▶ SET TASK 1: Write out, word for word, the passage of the warrant's miscellaneous section that begins with the words containing "b) Loss, Theft, Destruction" and ends with "or stock certificate.".
▶ SET TASK 2: According to the warrant's miscellaneous section, what happens when the last or appointed day for taking an action is not a Trading Day?

Section 5Miscellaneous.
 
a) No Rights as Stockholder Until Exercise; No Settlement in Cash. This Warrant does not entitle the Holder to any voting rights, dividends or other rights as a stockholder of the Company prior to the exercise hereof as set forth in Section 2(d)(i), except as expressly set forth in Section 3. Without limiting any rights of a Holder to receive Warrant Shares on a “cashless exercise” pursuant to Section 2(c) or to receive cash payments pursuant to Section 2(d)(i) and Section 2(d)(iv) herein, in no event shall the Company be required to net cash settle an exercise of this Warrant. 
 
b) Loss, Theft, Destruction or Mutilation of Warrant. The Company covenants that upon receipt by the Company of evidence reasonably satisfactory to it of the loss, theft, destruction or mutilation of this Warrant or any stock certificate relating to the Warrant Shares, and in case of loss, theft or destruction, of indemnity or security reasonably satisfactory to it (which, in the case of the Warrant, shall not include the posting of any bond), and upon surrender and cancellation of such Warrant or stock certificate, if mutilated, the Company will make and deliver a new Warrant or stock certificate of like tenor and dated as of such cancellation, in lieu of such Warrant or stock certificate.
 
c) Saturdays, Sundays, Holidays, etc. If the last or appointed day for the taking of any action or the expiration of any right required or granted herein shall not be a Trading Day, then, such action may be taken or such right may be exercised on the next succeeding Trading Day.
 
d) Authorized Shares.
 
The Company covenants that, during the period the Warrant is outstanding, it will reserve from its authorized and unissued Common Shares a sufficient number of shares to provide for the issuance of the Warrant Shares upon the exercise of any purchase rights under this Warrant. The Company further covenants that its issuance of this Warrant shall constitute full authority to its officers who are charged with the duty of issuing the necessary Warrant Shares upon the exercise of the purchase rights under this Warrant. The Company will take all such reasonable action as may be necessary to assure that such Warrant Shares may be issued as provided herein without violation of any applicable law or regulation, or of any requirements of the Trading Market upon which the Common Shares may be listed. The Company covenants that all Warrant Shares which may be issued upon the exercise of the purchase rights represented by this Warrant will, upon exercise of the purchase rights represented by this Warrant and payment for such Warrant Shares in accordance herewith, be duly authorized, validly issued, fully paid and nonassessable and free from all taxes, liens and charges created by the Company in respect of the issue thereof (other than taxes in respect of any transfer occurring contemporaneously with such issue).

▶ RECORDED DATA:
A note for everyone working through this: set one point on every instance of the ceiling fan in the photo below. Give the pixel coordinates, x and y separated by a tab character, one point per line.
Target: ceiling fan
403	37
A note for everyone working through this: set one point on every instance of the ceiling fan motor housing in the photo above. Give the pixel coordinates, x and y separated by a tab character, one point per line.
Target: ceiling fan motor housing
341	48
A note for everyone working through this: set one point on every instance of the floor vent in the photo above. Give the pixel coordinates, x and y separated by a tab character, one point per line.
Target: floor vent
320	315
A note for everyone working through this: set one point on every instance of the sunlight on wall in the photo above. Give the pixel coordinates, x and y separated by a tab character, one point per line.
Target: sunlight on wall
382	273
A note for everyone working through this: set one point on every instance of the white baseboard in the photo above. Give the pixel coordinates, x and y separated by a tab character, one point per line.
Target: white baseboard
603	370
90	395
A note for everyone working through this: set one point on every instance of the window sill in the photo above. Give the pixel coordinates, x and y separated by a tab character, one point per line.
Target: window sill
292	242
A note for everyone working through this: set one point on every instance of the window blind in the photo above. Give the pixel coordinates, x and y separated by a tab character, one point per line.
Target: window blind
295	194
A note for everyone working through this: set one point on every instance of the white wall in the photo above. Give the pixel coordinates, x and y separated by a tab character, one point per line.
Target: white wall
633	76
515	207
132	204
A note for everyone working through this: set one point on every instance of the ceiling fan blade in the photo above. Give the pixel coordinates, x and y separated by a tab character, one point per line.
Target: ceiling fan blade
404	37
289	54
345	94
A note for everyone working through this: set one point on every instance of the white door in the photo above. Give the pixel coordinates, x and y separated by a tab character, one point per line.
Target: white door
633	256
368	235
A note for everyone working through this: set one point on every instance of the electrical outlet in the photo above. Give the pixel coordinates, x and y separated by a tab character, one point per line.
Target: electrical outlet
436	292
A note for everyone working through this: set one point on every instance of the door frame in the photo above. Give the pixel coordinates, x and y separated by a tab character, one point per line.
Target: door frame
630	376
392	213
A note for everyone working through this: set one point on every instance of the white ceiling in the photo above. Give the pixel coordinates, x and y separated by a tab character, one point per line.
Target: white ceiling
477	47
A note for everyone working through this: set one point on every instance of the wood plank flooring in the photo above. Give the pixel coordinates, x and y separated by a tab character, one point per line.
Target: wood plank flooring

▶ CORRECT ANSWER 1:
b) Loss, Theft, Destruction or Mutilation of Warrant. The Company covenants that upon receipt by the Company of evidence reasonably satisfactory to it of the loss, theft, destruction or mutilation of this Warrant or any stock certificate relating to the Warrant Shares, and in case of loss, theft or destruction, of indemnity or security reasonably satisfactory to it (which, in the case of the Warrant, shall not include the posting of any bond), and upon surrender and cancellation of such Warrant or stock certificate, if mutilated, the Company will make and deliver a new Warrant or stock certificate of like tenor and dated as of such cancellation, in lieu of such Warrant or stock certificate.

▶ CORRECT ANSWER 2: The action may be taken on the next succeeding Trading Day.